** BEGIN Records **
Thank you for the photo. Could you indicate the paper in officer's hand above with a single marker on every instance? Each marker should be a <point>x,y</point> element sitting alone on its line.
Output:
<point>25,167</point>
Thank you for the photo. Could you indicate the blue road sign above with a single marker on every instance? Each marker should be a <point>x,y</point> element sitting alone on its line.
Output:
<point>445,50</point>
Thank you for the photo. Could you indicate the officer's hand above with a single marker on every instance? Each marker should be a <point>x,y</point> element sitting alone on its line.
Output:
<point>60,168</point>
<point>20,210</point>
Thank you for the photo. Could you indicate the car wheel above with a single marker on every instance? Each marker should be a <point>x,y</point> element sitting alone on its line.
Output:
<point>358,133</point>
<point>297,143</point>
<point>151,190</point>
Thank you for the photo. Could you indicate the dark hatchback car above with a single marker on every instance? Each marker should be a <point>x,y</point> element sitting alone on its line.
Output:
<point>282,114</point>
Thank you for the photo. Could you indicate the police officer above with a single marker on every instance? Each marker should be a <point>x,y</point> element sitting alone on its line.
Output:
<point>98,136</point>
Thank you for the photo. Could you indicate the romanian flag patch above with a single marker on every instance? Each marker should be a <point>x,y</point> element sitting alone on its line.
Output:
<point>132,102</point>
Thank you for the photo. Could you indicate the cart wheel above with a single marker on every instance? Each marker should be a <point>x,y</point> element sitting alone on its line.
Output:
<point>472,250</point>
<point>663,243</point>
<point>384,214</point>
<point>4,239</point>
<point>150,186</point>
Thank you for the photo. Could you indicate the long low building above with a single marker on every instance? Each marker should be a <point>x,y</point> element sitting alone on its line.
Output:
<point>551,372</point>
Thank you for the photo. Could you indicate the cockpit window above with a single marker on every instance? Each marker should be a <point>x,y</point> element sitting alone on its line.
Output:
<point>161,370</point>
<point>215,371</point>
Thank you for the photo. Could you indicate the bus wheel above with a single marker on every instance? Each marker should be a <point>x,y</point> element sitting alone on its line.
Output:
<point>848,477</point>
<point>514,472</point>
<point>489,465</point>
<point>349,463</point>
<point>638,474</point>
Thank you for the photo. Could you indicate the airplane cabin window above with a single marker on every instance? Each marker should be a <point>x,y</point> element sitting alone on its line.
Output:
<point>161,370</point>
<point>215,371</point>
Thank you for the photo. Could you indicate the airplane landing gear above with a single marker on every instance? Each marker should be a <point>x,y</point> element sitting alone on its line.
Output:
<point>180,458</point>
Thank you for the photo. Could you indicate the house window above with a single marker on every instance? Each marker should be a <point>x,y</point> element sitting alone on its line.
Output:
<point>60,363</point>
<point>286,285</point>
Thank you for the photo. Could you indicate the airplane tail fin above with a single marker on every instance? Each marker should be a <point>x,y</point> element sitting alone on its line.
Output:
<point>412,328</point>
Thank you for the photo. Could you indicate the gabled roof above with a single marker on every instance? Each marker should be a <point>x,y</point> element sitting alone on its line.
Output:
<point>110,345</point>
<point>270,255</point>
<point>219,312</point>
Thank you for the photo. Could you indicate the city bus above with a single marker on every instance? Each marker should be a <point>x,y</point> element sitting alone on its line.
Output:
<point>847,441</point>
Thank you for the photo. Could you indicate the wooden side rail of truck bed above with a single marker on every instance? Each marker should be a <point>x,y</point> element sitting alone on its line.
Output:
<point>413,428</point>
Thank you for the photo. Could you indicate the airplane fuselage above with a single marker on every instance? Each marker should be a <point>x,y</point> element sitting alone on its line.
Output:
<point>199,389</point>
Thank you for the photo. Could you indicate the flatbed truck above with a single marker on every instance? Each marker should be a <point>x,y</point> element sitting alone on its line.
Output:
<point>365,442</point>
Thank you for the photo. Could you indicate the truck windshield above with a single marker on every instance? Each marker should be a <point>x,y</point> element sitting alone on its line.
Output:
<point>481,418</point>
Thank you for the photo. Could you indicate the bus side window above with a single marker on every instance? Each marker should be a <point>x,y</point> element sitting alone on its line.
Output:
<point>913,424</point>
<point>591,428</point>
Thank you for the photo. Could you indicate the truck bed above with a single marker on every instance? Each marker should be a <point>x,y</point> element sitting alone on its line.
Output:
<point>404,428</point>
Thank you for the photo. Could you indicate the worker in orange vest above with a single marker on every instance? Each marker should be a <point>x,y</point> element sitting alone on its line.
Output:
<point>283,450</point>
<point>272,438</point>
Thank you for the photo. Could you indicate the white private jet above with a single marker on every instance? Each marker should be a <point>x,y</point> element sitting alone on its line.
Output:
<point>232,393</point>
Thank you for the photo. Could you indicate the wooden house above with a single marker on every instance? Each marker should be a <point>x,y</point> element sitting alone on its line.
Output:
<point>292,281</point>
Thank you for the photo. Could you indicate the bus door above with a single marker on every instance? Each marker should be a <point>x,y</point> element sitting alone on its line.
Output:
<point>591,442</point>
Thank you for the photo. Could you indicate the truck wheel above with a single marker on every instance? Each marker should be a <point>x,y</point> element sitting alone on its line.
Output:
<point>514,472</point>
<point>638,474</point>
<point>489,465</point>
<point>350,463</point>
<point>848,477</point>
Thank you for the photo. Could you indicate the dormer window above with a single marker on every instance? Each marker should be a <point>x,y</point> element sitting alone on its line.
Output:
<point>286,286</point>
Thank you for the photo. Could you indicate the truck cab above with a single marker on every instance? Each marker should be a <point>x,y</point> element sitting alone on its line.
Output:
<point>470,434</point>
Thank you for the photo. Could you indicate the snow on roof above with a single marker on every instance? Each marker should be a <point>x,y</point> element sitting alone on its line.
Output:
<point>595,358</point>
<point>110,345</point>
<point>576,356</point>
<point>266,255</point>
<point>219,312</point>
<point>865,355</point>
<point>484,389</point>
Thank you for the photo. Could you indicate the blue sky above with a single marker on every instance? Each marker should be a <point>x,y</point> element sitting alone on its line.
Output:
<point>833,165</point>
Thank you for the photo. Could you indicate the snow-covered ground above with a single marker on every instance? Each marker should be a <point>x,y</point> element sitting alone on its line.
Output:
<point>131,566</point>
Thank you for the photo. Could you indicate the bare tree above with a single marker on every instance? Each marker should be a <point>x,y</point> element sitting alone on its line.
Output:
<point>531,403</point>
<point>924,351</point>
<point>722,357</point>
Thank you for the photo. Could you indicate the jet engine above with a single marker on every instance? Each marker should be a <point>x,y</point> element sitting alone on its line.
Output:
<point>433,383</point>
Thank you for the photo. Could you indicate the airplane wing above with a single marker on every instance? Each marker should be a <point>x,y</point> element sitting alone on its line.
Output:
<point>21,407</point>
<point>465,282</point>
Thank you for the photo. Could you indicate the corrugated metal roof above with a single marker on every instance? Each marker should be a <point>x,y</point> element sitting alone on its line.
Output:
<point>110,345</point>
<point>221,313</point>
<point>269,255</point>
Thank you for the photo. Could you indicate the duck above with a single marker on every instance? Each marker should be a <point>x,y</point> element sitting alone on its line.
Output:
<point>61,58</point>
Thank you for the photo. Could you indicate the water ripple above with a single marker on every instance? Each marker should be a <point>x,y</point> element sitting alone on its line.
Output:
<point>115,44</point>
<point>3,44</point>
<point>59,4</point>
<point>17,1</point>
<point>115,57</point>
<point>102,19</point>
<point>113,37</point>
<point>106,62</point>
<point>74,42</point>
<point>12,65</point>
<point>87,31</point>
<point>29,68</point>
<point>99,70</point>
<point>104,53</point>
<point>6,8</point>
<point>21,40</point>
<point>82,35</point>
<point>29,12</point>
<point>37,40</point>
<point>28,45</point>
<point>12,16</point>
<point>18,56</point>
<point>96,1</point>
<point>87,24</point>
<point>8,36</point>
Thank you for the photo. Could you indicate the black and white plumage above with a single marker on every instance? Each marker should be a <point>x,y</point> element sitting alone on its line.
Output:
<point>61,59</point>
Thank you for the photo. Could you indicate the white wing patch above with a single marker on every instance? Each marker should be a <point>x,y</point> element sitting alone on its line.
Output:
** END Records **
→ To be done: Copy out the lines of the listing above word for word, beginning with the line that contains "Thank you for the photo. Could you indicate the snow-covered" and continuing through the line that contains "<point>131,566</point>", both included.

→ Problem solution:
Thank you for the photo. Could you indicate the snow-covered ground above with a single marker on every instance? Each marker should be a <point>x,y</point> element sitting alone on its line.
Output:
<point>131,566</point>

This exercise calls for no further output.